◆ WHAT YOU HAVE TO DO
Locate each line below that includes "horse" and reproduce it.

◆ EXTRACTED MATERIAL

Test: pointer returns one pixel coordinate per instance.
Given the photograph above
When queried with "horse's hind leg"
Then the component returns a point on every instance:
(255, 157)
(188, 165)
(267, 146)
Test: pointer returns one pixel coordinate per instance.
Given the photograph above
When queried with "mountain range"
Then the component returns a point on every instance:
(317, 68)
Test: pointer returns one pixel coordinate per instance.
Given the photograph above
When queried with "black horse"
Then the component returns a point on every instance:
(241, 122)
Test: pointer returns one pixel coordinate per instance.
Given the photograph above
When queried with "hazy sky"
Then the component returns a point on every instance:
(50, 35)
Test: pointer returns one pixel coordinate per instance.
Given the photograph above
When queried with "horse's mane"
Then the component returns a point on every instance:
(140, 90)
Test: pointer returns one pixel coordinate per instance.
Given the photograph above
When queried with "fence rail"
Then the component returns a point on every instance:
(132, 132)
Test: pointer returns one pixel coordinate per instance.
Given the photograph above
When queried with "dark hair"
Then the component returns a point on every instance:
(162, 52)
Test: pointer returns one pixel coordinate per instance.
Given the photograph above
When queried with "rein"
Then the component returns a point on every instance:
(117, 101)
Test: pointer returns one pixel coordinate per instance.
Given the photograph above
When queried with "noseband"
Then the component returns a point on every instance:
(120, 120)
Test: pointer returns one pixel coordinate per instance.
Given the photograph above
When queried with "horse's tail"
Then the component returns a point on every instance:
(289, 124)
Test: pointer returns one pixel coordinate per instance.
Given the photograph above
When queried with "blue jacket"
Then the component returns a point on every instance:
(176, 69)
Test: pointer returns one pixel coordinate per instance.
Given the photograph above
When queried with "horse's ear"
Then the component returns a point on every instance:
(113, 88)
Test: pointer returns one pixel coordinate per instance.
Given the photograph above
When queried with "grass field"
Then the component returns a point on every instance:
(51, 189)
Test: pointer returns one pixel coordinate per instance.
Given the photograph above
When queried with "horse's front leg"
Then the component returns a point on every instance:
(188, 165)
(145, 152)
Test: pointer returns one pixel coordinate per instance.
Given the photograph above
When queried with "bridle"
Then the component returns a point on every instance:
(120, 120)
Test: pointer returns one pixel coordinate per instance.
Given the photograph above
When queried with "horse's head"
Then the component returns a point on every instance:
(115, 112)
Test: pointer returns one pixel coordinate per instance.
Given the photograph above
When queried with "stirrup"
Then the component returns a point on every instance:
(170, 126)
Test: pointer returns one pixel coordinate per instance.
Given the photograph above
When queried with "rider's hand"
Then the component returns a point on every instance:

◆ RESPONSE TO THE EXERCISE
When queried with "horse's hind leg"
When queried with "black horse"
When queried with "horse's mane"
When queried with "horse's tail"
When queried with "horse's ear"
When queried with "horse's front leg"
When queried with "horse's head"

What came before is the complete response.